▶ [Work request] Write out, word for word, the part of the article below that opens with the words containing "Mack’s research focuses" and closes with "in the classroom.".

▶ [Extract]
.....
Black children, said Stanback, have played important roles in our past and present discussions of race and racism. “During this Black History Month we need to remember that racial violence isn’t only limited to adults, but most importantly, Black kids have a voice that needs to be heard,” she said, “Their experience matters!”
Aristotle, Luke Cage and Talking About Trauma
Do a Google Scholar search for Angela Mack, and you will find a piece entitled "Afrosurrealism, Aristotle, and Racial Presence in Netflix’s Luke Cage.” An unusual set of subjects to be sure, but Mack’s talent is such that she goes between talking about the ancient Greek philosopher and the Netflix series inspired by the comic of the same name with ease.
“I am a huge Marvel Cinematic Universe fangirl,” Mack said. “What I found interesting was that Luke Cage is a bulletproof superhero in black skin. One of the trademarks in that show was him wearing a hoodie with bullet holes. This was a way of giving a very visible badge of honor to Trayvon Martin and the movement for Black lives to matter,” she continued.
“I saw how the show is making some classic rhetorical appeals with Luke Cage’s Hercules-like journey, but also a commentary on race, on our country grappling with whether we are post-racial and radical changes of the administration,” Mack concludes.
Mack’s research focuses on how the perspectives of African American rhetorics specifically, along with the rhetorics of Hispanic Americans, Native Americans, Asian Americans and Pacific Islanders, can be interpreted through multiple definitions of space and place, even in the classroom.
.....
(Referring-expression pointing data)
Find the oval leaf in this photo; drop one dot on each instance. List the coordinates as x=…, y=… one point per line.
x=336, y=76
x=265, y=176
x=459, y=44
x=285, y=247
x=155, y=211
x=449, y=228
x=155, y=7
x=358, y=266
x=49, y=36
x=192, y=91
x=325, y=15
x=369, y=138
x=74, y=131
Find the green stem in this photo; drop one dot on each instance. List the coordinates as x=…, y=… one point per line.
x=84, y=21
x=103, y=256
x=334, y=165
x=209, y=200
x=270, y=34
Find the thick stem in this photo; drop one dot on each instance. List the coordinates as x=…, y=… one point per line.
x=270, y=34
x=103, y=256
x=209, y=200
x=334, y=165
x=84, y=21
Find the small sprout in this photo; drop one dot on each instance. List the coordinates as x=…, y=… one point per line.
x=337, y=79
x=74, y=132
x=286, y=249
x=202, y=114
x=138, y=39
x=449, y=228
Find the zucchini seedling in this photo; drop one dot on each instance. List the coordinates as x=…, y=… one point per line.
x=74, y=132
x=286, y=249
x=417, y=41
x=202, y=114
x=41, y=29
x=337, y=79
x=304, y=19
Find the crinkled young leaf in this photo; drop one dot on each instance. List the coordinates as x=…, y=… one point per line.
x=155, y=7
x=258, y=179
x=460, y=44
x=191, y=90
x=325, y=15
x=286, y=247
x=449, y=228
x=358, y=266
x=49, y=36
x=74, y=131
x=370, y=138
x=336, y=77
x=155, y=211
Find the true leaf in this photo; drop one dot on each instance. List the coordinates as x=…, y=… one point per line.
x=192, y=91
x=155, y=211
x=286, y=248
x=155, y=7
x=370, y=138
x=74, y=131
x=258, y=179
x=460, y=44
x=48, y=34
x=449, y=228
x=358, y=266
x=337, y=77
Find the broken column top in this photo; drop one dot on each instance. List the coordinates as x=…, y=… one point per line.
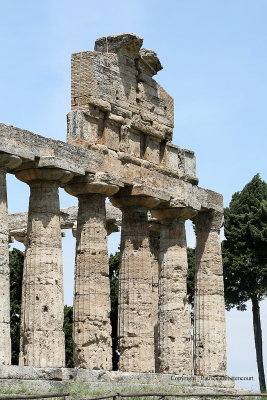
x=117, y=78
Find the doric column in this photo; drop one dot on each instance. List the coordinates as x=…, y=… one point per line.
x=42, y=309
x=209, y=325
x=175, y=347
x=154, y=240
x=135, y=325
x=7, y=161
x=91, y=308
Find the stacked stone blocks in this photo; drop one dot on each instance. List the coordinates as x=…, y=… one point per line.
x=118, y=146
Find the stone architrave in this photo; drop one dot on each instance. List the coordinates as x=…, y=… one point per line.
x=42, y=310
x=175, y=346
x=209, y=331
x=135, y=325
x=7, y=161
x=91, y=307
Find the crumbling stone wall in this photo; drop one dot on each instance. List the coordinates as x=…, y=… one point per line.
x=119, y=133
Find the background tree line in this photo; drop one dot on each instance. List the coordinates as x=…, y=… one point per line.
x=245, y=272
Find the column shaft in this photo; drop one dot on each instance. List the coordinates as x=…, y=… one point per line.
x=175, y=348
x=154, y=248
x=5, y=342
x=136, y=330
x=42, y=338
x=92, y=329
x=209, y=325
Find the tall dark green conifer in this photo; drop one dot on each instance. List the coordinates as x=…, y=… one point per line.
x=245, y=256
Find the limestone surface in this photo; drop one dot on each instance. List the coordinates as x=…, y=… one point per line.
x=209, y=331
x=42, y=337
x=136, y=319
x=5, y=342
x=92, y=329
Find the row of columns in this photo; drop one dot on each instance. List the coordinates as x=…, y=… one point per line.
x=150, y=335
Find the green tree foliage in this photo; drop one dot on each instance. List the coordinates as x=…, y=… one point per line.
x=114, y=262
x=67, y=328
x=16, y=259
x=245, y=256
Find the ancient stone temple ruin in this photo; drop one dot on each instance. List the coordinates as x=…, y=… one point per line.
x=119, y=146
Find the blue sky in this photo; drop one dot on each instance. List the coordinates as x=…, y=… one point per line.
x=215, y=62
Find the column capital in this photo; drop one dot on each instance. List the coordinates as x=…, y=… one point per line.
x=167, y=215
x=9, y=161
x=35, y=175
x=100, y=183
x=138, y=196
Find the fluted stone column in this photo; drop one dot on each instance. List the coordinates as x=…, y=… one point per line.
x=175, y=347
x=6, y=162
x=209, y=326
x=135, y=325
x=91, y=308
x=154, y=240
x=42, y=309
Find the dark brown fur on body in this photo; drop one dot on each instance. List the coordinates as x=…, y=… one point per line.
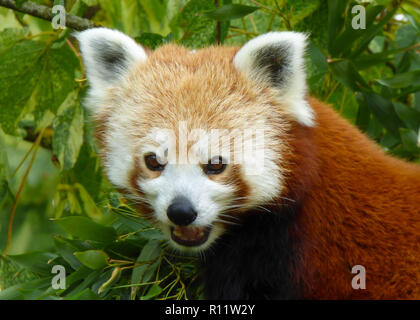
x=328, y=198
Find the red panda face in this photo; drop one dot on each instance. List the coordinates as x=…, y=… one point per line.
x=197, y=137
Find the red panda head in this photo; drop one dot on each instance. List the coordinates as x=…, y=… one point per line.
x=196, y=137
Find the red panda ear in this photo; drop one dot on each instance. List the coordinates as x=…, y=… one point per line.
x=276, y=59
x=107, y=56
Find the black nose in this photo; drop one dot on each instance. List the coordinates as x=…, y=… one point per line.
x=181, y=211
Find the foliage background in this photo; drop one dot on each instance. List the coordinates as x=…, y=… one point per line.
x=52, y=188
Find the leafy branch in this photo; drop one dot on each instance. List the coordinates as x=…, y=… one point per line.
x=45, y=13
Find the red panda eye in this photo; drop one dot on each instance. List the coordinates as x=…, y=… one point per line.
x=215, y=166
x=152, y=162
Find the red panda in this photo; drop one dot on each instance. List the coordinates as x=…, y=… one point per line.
x=291, y=220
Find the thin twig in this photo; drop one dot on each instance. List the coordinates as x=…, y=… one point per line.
x=45, y=13
x=22, y=184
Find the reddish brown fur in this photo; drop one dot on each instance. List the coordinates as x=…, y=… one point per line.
x=361, y=207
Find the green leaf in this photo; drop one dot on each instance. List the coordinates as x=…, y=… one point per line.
x=16, y=292
x=145, y=271
x=383, y=110
x=37, y=262
x=154, y=291
x=93, y=259
x=230, y=12
x=150, y=40
x=193, y=28
x=409, y=139
x=371, y=32
x=409, y=115
x=4, y=169
x=412, y=20
x=67, y=250
x=89, y=206
x=86, y=294
x=346, y=73
x=336, y=10
x=33, y=69
x=68, y=131
x=348, y=38
x=85, y=229
x=402, y=80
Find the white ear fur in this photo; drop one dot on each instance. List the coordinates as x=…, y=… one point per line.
x=276, y=58
x=107, y=56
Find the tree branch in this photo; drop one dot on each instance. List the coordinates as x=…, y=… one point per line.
x=44, y=12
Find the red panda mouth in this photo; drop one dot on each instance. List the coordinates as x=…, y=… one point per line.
x=190, y=236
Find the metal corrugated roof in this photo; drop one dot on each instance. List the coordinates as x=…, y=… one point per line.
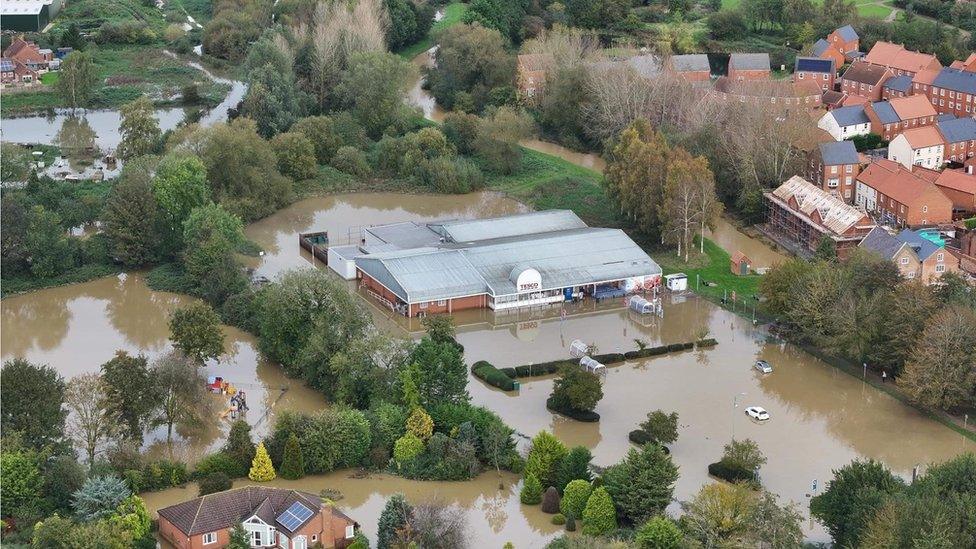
x=511, y=225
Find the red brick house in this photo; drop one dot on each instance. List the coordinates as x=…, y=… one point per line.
x=803, y=213
x=274, y=517
x=834, y=167
x=749, y=66
x=864, y=80
x=889, y=118
x=960, y=187
x=900, y=60
x=900, y=197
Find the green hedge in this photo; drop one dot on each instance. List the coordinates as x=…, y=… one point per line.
x=729, y=473
x=585, y=416
x=486, y=372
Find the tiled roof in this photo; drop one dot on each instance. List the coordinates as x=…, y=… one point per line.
x=956, y=79
x=847, y=33
x=690, y=62
x=896, y=56
x=901, y=83
x=894, y=180
x=749, y=61
x=814, y=64
x=958, y=129
x=224, y=509
x=957, y=180
x=837, y=215
x=925, y=136
x=866, y=73
x=850, y=116
x=820, y=46
x=912, y=106
x=885, y=113
x=838, y=152
x=881, y=242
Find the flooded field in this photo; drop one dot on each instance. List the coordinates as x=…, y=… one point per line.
x=494, y=513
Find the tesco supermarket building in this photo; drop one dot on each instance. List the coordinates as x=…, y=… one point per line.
x=522, y=260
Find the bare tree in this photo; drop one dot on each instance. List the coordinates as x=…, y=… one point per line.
x=90, y=421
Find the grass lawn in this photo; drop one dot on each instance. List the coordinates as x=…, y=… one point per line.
x=713, y=266
x=452, y=16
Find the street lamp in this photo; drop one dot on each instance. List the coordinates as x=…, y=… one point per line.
x=735, y=404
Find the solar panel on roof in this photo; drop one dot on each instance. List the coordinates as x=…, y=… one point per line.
x=294, y=516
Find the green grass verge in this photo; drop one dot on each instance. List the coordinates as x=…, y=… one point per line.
x=548, y=182
x=452, y=16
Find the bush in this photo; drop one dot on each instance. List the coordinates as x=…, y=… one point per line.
x=531, y=493
x=352, y=161
x=486, y=372
x=213, y=483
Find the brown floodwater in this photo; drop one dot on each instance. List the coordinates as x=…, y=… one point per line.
x=494, y=513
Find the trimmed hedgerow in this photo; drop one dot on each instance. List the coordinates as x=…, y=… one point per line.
x=486, y=372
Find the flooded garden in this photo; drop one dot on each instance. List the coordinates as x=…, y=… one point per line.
x=821, y=417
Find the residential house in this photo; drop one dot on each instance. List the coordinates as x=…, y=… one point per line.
x=898, y=86
x=845, y=122
x=969, y=65
x=773, y=92
x=899, y=197
x=530, y=73
x=825, y=50
x=889, y=118
x=749, y=66
x=960, y=187
x=273, y=517
x=692, y=67
x=959, y=135
x=803, y=214
x=845, y=40
x=900, y=60
x=833, y=167
x=921, y=146
x=951, y=91
x=865, y=80
x=891, y=248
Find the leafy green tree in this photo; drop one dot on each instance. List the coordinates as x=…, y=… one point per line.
x=292, y=464
x=77, y=79
x=852, y=498
x=373, y=87
x=99, y=497
x=296, y=155
x=47, y=244
x=213, y=235
x=239, y=446
x=22, y=482
x=661, y=427
x=129, y=392
x=531, y=493
x=195, y=331
x=642, y=485
x=544, y=457
x=394, y=517
x=575, y=465
x=139, y=129
x=180, y=186
x=131, y=216
x=659, y=532
x=33, y=403
x=576, y=389
x=599, y=515
x=575, y=496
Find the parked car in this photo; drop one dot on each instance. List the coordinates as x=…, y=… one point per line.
x=757, y=412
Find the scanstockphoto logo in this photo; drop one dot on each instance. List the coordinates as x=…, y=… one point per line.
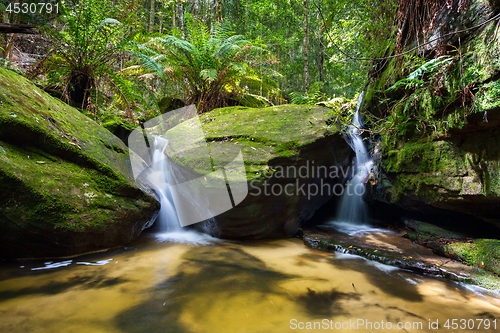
.....
▶ [Answer below]
Mack’s research focuses on how the perspectives of African American rhetorics specifically, along with the rhetorics of Hispanic Americans, Native Americans, Asian Americans and Pacific Islanders, can be interpreted through multiple definitions of space and place, even in the classroom.